* EXERCISE TEXT:
---*---

March 2014

WHY S.382

AACVPR Talking Points

It is this simple:

1.  Congress passes Public Law 110-275 (MIPPA) in July, 2008 that mandates Medicare coverage of cardiac and pulmonary rehabilitation services.

2.  CMS publishes regulations for cardiac & pulmonary rehabilitation coverage based on this Congressional mandate, effective 1-1-2010.

3.  CY 2010: 42 CFR 410.27: CMS allows direct physician supervision to be extended to nonphysician practitioners (in accordance with State license and scope of practice), except for cardiac and pulmonary rehabilitation, which continue to require direct physician supervision be provided by an MD or DO due solely to the statutory language in P.L. 110-275.

4.  April 12, 2011: U.S. Senate Finance Committee members send letter to then CMS Administrator, Dr. Donald Berwick, stating that the intent of 110-275, Section 144 was not to limit access to CR/PR programs by requiring MD supervision above and beyond the requirements set in 42 CFR 410.27, particularly if this were to disproportionately cause hardship to rural and critical access hospitals where physicians are not always on site and NPPs are allowed to staff emergency departments of these facilities. CMS was asked to reverse their interpretation of the statute.

5.  May 26, 2011: Dr. Berwick responds in a letter to Senator Crapo stating that after legal review, the statute does not allow NPPs to provide the required supervision for these programs and the statutory language would need revision for CMS to make this change.

6.  February 1, 2012: Senate bill S.2057 is co-introduced by Senators Schumer and Crapo to provide a “technical correction” to amend 110-275, section 144 to allow NPPs to provide physician supervision by nonphysician practitioners who meet the supervisory requirements, as allowed by other hospital outpatient services that fall under direct physician supervision regulation.

7.  December, 2012: 112th Congress adjourns without inclusion of S.2057 in a larger bill.

8.  S.382 (identical to previous bill) is introduced in 113th Congress by Senators Schumer and Crapo.

9.  Senator Schumer’s office is sending bill to CBO for scoring with expectation that is will show no cost for this non-billable or reimbursable requirement of the Medicare regulation.

10.  Hope is that with enough support, particularly from SFC, S.382 would be inserted in a vehicle moving this year.

11.  This is 100% a bipartisan bill.

12.  Passage of this bill will allow hospitals greater flexibility in meeting the Medicare direct physician supervision requirement. This flexibility was some of the rationale in CMS’ decision to allow NPPs to serve this role in other hospital outpatient areas under this regulation. Many cardiac and pulmonary rehabilitation programs are currently paying physicians (in some cases tens of thousands of dollars yearly) to serve this role, separate from medical director financial contracts. Use of NPPs to meet the supervision requirement (to be physically immediately available) could save significant expense for programs that are low-revenue to break-even services.

13.  Resistance to sponsor this bill in previous years was primarily the lack of CBO score. Therefore, your ask to Congressional members/staff you meet with is, “If/when a CBO score of zero is obtained in the near future, is there any other reason you WOULD NOT support this bill? If not, I will contact you when the bill is CBO-scored and ask for your signature on S.382.”

---*---

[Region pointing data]
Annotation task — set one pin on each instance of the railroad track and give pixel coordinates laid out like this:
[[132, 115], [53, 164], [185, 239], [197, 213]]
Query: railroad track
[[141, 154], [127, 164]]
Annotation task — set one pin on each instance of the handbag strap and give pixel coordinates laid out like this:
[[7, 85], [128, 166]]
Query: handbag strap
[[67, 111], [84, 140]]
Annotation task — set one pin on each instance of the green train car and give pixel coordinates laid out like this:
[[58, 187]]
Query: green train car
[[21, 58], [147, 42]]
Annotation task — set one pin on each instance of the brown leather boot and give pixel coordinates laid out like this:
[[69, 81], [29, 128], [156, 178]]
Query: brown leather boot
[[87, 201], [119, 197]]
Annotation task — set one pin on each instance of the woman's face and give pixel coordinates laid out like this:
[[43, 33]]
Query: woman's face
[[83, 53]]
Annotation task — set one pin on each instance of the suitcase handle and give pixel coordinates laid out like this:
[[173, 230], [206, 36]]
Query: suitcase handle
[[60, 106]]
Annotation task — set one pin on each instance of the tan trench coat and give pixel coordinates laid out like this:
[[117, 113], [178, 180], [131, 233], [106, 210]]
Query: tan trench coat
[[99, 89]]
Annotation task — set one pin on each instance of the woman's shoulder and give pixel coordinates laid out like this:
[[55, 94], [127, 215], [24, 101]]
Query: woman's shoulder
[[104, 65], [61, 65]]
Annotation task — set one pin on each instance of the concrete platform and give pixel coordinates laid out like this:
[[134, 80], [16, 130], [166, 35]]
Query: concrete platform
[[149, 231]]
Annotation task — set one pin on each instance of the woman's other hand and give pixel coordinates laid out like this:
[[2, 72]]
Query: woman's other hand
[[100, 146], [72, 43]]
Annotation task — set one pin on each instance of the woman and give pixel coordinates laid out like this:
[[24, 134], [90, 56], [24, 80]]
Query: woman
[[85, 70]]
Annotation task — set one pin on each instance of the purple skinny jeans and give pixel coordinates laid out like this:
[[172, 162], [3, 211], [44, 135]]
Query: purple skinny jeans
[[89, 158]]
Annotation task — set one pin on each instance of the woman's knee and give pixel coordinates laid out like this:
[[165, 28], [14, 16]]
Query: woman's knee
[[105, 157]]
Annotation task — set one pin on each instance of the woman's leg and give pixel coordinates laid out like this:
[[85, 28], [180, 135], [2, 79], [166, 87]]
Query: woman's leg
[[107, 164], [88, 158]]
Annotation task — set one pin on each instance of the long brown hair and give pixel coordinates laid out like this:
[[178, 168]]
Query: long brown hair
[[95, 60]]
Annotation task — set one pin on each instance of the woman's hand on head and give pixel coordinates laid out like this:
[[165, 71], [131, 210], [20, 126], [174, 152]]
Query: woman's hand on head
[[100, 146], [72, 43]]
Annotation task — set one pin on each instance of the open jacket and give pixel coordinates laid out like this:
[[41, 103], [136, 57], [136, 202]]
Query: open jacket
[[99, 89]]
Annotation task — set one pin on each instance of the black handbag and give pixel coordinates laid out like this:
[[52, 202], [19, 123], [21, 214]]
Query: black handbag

---*---

* INSTRUCTIONS FOR THE TASK: Copy the S.382 talking points word for word from "6.  February 1, 2012: Senate" to "physician supervision regulation.".

* RESULT FOR THIS TASK:
6.  February 1, 2012: Senate bill S.2057 is co-introduced by Senators Schumer and Crapo to provide a “technical correction” to amend 110-275, section 144 to allow NPPs to provide physician supervision by nonphysician practitioners who meet the supervisory requirements, as allowed by other hospital outpatient services that fall under direct physician supervision regulation.